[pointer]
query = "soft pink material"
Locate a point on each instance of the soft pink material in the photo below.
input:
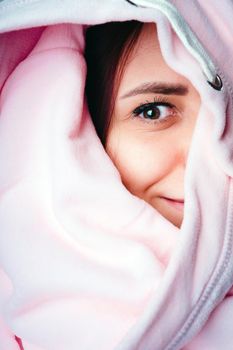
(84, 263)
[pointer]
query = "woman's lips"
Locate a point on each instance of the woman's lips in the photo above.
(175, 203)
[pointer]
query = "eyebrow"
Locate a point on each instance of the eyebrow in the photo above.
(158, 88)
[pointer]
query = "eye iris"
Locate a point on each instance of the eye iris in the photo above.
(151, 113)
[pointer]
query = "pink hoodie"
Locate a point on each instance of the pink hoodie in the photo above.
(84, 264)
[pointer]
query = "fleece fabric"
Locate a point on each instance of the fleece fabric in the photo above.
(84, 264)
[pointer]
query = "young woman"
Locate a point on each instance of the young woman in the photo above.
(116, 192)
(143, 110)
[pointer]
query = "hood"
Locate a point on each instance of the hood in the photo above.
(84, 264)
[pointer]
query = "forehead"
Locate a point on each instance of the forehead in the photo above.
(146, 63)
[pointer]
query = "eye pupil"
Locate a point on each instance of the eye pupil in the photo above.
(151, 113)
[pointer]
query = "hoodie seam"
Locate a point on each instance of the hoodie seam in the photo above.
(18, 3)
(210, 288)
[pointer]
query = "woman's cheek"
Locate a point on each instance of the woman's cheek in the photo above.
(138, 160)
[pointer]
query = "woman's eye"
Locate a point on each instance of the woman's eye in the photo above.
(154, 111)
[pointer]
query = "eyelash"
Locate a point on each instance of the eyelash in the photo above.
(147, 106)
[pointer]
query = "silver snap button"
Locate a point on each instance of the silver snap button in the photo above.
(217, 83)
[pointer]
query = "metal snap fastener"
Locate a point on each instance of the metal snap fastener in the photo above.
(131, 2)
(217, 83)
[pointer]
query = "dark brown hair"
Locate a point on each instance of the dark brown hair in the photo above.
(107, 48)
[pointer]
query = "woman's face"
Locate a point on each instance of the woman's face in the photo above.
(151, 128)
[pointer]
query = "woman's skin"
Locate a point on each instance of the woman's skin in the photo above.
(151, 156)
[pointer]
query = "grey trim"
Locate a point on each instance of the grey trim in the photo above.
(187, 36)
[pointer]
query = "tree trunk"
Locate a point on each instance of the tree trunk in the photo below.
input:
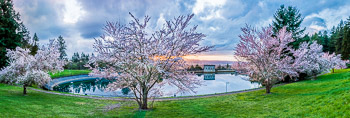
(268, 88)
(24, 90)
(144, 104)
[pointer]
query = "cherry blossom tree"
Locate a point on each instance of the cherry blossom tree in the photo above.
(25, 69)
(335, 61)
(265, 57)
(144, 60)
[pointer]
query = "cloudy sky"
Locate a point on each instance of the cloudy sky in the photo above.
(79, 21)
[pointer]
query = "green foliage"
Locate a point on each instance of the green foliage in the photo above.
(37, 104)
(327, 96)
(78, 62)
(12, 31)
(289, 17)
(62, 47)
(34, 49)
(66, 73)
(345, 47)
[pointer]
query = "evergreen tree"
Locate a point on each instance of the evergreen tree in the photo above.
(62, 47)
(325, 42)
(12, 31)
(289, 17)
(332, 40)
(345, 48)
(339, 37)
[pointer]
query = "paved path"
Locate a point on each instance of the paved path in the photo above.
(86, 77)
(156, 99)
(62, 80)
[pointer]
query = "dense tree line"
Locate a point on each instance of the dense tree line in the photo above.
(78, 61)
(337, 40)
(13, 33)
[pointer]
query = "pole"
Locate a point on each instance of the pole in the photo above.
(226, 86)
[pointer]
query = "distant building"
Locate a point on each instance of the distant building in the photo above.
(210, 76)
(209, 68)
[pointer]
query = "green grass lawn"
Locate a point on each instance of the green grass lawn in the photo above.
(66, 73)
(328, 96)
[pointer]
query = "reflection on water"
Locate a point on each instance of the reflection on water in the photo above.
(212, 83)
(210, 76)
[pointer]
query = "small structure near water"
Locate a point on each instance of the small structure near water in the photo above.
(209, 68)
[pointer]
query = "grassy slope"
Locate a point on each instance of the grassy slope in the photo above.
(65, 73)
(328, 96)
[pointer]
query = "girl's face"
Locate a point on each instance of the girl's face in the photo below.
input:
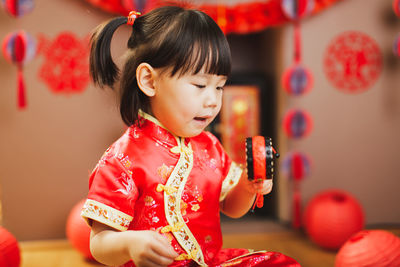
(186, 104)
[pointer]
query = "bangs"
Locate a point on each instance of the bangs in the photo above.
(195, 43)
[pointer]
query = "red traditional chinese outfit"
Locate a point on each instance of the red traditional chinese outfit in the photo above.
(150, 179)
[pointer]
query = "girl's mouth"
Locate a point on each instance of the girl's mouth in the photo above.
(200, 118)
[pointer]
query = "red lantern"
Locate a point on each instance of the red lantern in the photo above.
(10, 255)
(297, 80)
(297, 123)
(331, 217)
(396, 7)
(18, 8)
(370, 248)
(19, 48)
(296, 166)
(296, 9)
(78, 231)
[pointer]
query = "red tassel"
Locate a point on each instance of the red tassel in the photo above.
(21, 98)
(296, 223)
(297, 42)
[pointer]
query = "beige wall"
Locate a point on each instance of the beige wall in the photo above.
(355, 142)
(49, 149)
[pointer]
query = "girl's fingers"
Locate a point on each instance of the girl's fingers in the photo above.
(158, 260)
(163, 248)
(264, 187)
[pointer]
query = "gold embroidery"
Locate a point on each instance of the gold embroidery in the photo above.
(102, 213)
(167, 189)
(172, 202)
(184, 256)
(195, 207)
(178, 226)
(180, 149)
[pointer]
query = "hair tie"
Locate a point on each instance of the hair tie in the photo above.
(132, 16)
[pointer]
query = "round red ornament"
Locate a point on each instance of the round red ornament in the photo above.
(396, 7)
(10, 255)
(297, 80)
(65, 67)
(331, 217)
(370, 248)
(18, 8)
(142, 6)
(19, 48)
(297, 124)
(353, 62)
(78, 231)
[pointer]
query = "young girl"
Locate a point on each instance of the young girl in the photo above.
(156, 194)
==
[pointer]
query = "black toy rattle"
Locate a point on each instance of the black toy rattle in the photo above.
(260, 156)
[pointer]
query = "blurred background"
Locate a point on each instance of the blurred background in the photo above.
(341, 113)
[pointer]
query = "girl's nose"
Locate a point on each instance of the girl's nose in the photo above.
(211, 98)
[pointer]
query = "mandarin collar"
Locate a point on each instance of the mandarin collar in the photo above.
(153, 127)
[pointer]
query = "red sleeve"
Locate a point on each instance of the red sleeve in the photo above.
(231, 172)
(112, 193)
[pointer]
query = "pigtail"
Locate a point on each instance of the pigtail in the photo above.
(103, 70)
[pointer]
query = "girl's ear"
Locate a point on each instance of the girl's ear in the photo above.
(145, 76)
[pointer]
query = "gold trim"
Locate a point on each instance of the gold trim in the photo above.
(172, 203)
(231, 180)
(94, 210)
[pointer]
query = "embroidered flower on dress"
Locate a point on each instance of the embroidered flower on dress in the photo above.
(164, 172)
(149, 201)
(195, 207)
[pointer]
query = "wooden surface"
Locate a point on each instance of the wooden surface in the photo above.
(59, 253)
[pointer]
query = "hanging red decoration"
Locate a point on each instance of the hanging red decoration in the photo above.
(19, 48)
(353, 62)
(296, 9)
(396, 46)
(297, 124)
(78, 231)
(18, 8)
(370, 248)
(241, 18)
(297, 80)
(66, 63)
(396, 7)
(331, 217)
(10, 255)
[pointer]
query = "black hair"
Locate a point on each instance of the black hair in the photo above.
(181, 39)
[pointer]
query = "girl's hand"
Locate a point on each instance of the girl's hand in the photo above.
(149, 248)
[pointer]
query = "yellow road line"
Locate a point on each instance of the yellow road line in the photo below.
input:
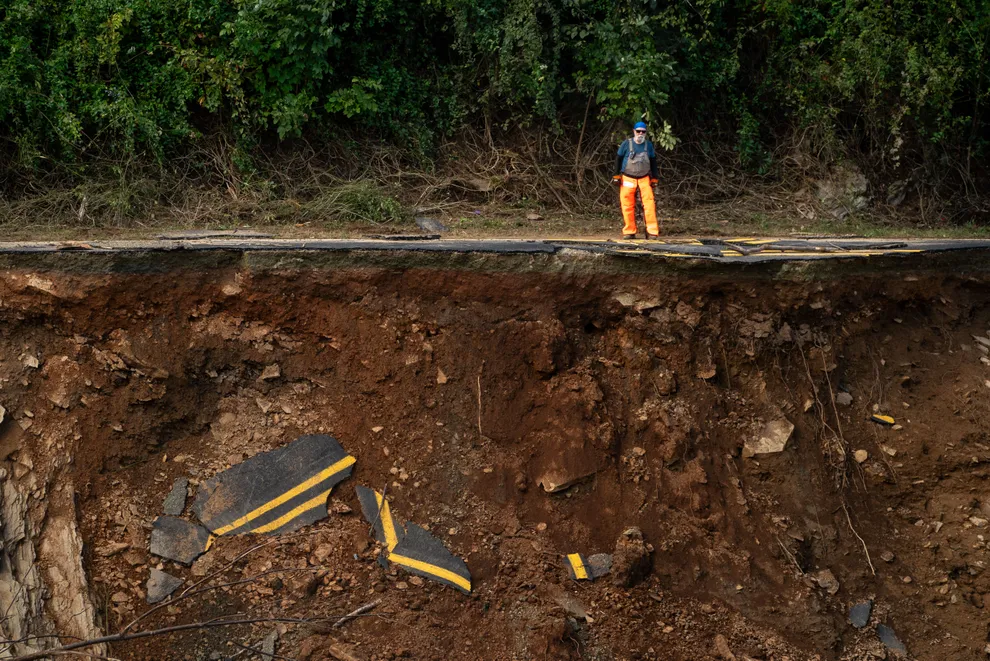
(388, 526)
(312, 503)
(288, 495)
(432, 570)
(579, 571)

Set task: Count the lines of the records that contain the word "dense", and give only the number.

Right answer: 2